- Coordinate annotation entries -
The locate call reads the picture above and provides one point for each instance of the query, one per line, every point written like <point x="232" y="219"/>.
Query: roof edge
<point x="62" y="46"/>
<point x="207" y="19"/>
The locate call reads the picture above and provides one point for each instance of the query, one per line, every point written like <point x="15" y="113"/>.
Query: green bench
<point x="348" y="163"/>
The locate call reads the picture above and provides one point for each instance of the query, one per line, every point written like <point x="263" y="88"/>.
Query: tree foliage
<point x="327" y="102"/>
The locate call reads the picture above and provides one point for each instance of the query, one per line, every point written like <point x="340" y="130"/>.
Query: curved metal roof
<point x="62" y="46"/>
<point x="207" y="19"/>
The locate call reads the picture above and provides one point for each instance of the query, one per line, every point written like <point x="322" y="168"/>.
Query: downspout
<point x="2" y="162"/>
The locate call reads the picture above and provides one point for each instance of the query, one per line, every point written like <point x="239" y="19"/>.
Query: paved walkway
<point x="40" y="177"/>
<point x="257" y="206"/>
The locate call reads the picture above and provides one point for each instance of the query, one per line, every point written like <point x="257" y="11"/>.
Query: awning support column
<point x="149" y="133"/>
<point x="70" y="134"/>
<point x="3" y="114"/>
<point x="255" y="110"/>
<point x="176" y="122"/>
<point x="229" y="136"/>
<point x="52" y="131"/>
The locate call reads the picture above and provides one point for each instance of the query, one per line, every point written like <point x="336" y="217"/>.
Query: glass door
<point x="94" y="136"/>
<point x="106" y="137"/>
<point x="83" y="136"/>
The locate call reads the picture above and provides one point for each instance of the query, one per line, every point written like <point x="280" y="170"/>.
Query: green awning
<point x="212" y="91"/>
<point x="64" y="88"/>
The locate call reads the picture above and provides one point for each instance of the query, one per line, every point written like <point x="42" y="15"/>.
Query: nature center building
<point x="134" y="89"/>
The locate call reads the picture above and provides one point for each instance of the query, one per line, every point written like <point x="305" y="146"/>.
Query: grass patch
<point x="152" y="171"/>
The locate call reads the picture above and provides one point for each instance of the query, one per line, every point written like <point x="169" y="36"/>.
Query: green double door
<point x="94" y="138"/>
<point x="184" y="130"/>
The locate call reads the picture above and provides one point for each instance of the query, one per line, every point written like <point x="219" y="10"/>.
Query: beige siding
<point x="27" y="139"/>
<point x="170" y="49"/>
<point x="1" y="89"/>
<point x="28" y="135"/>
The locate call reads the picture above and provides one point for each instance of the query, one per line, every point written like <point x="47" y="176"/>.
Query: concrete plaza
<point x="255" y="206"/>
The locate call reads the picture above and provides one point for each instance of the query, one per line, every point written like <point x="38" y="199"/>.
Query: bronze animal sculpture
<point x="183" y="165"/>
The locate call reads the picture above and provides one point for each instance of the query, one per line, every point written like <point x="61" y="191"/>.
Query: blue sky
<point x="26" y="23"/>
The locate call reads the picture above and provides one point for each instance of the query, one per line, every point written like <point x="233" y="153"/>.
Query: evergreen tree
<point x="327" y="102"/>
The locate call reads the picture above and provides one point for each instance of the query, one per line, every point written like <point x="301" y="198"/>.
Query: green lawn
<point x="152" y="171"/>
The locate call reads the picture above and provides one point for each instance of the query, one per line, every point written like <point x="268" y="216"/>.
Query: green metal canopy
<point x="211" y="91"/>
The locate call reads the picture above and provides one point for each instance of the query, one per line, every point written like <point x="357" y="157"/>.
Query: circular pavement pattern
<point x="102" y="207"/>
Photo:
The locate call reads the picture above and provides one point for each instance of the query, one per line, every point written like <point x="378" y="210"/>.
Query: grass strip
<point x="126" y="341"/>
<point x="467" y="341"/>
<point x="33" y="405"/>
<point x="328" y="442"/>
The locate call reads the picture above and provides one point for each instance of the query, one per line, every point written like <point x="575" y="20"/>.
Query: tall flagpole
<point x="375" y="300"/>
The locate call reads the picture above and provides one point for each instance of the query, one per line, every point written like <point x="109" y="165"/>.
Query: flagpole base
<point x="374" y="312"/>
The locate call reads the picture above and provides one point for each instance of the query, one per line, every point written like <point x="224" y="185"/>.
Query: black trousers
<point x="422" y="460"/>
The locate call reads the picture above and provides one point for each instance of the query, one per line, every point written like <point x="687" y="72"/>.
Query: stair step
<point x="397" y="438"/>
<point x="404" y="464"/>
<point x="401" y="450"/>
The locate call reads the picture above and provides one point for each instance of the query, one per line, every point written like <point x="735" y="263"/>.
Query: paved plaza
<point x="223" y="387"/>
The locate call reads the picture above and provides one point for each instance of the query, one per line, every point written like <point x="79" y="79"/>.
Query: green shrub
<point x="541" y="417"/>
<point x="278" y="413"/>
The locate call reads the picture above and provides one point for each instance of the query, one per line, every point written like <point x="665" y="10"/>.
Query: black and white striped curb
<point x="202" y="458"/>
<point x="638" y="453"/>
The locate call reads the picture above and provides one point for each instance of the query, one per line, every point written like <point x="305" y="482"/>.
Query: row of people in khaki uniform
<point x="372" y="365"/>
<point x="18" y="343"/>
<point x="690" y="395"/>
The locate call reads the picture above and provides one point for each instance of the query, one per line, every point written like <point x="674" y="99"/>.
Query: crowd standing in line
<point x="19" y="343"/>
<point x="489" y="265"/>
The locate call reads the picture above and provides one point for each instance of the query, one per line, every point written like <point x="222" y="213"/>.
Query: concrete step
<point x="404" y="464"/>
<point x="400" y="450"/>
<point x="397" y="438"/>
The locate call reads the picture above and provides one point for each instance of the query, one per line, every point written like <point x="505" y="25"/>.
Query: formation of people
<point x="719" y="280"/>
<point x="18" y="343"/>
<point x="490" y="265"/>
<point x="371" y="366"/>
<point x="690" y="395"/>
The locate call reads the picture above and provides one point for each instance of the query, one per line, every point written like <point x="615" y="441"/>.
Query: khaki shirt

- STATED EXERCISE -
Reproduce the entire listing word for word.

- EXERCISE SOLUTION -
The locate call reads the picture above and provides one point for each instance of the query, one per line, every point written like <point x="232" y="219"/>.
Query: roof edge
<point x="62" y="46"/>
<point x="207" y="19"/>
The locate call reads the picture above and provides one point for each instance of the query, one per line, every point written like <point x="15" y="113"/>.
Query: green bench
<point x="348" y="163"/>
The locate call reads the picture above and provides one point for each instance of the query, one per line, every point written like <point x="263" y="88"/>.
Query: tree foliage
<point x="327" y="102"/>
The locate call reads the picture above and provides one point for each instance of the query, one per line, every point written like <point x="340" y="130"/>.
Query: curved metal roof
<point x="62" y="46"/>
<point x="207" y="19"/>
The locate call reads the picture above and provides one point for each instance of the query, one per line, every point written like <point x="322" y="168"/>.
Query: downspout
<point x="2" y="162"/>
The locate call reads the picture above and provides one point for each instance of the query, one per line, every point written like <point x="239" y="19"/>.
Query: paved walkway
<point x="40" y="177"/>
<point x="257" y="206"/>
The locate call reads the picture above and provides one point for each instance of the query, one per line, every point written like <point x="257" y="11"/>.
Query: awning support column
<point x="149" y="133"/>
<point x="70" y="134"/>
<point x="3" y="114"/>
<point x="255" y="110"/>
<point x="176" y="122"/>
<point x="229" y="136"/>
<point x="52" y="131"/>
The locate call reads the picture above and provides one point for each instance of the query, one per line, every point written like <point x="336" y="217"/>.
Query: glass door
<point x="94" y="136"/>
<point x="106" y="137"/>
<point x="83" y="136"/>
The locate call reads the picture above and provides one point for each instance of the query, one per line, every point written like <point x="280" y="170"/>.
Query: green awning
<point x="212" y="91"/>
<point x="64" y="88"/>
The locate call reads the picture above and provides one point for each instance of the query, one per line, every point written like <point x="42" y="15"/>.
Query: nature center building
<point x="134" y="89"/>
The locate call reads the picture above and provides one point for each instance of the query, one per line, every point written like <point x="305" y="146"/>.
Query: grass patch
<point x="152" y="171"/>
The locate call reads the picture above and provides one point for each instance of the query, one per line, every point written like <point x="169" y="36"/>.
Query: green double door
<point x="94" y="138"/>
<point x="184" y="130"/>
The locate call reads the picture above and provides one point for each instance of the query, one per line, every point written like <point x="219" y="10"/>.
Query: beige siding
<point x="27" y="139"/>
<point x="170" y="49"/>
<point x="1" y="89"/>
<point x="28" y="135"/>
The locate call reads the picture above and provides one point for each instance of the query, one per line, every point written like <point x="47" y="176"/>.
Query: concrete plaza
<point x="255" y="206"/>
The locate call reads the picture above and provides one point for each instance of the query, one per line, every point written like <point x="38" y="199"/>.
Query: bronze animal sculpture
<point x="183" y="165"/>
The locate call reads the picture above and provides one point for each instance of the query, one per line, every point written like <point x="61" y="191"/>.
Query: blue sky
<point x="26" y="23"/>
The locate call reads the picture above and provides one point for each instance of the query, one per line, every point written like <point x="233" y="153"/>.
Query: evergreen tree
<point x="327" y="102"/>
The locate call reads the picture above and provides one point for each instance of the query, one per line, every point written like <point x="301" y="198"/>.
Query: green lawn
<point x="152" y="171"/>
The locate call reads the picture above and provides one point for each instance of the query, one per line, every point written like <point x="268" y="216"/>.
Query: green metal canopy
<point x="211" y="91"/>
The locate call reads the picture above and provides one point for each instance of the query, one per line, every point written like <point x="357" y="157"/>.
Query: circular pavement pattern
<point x="102" y="207"/>
Photo:
The locate call reads the picture above and provides one point for each instance of the query, one per line, every point written like <point x="378" y="210"/>.
Query: grass strip
<point x="126" y="341"/>
<point x="467" y="341"/>
<point x="33" y="405"/>
<point x="328" y="442"/>
The locate call reads the picture above and provides one point for each instance of the query, one per line, every point written like <point x="575" y="20"/>.
Query: tall flagpole
<point x="375" y="300"/>
The locate call reads the picture above and provides one point for each instance of the query, one per line, every point written like <point x="109" y="165"/>.
Query: flagpole base
<point x="374" y="312"/>
The locate call reads the picture above and provides one point for each instance of the query, one per line, every point written like <point x="224" y="185"/>.
Query: black trousers
<point x="422" y="460"/>
The locate call reads the picture above and provides one point for each instance of the query, one per line, every point written like <point x="687" y="72"/>.
Query: stair step
<point x="397" y="438"/>
<point x="404" y="464"/>
<point x="401" y="450"/>
The locate call reads the picture above and provides one point for each instance of the query, one per line, every point written like <point x="735" y="263"/>.
Query: paved plaza
<point x="223" y="387"/>
The locate call reads the picture above and provides one point for each instance of the query, one per line, every point written like <point x="79" y="79"/>.
Query: green shrub
<point x="541" y="417"/>
<point x="278" y="413"/>
The locate call reads the picture above and provides one point for each instance of the query, one per line, every point written like <point x="665" y="10"/>.
Query: black and white striped curb
<point x="202" y="458"/>
<point x="638" y="453"/>
The locate call reads the picture above and provides one point for each instance of the query, one per line, every point written like <point x="305" y="482"/>.
Query: row of people in khaki uniform
<point x="372" y="365"/>
<point x="18" y="343"/>
<point x="690" y="395"/>
The locate call reads the picture above and provides one point for each instance of the query, one per line, every point written like <point x="674" y="99"/>.
Query: crowd standing in line
<point x="19" y="343"/>
<point x="489" y="265"/>
The locate call reads the picture above and provides one point for each instance of the query, one per line, every point written like <point x="222" y="213"/>.
Query: concrete step
<point x="404" y="464"/>
<point x="400" y="450"/>
<point x="397" y="438"/>
The locate call reads the picture above and provides one point for each instance of the query, one per line, every point written like <point x="505" y="25"/>.
Query: formation of people
<point x="719" y="280"/>
<point x="18" y="343"/>
<point x="490" y="265"/>
<point x="371" y="366"/>
<point x="690" y="395"/>
The locate call reads the picture above and provides one point for each instance of the query, one per line, every point written like <point x="615" y="441"/>.
Query: khaki shirt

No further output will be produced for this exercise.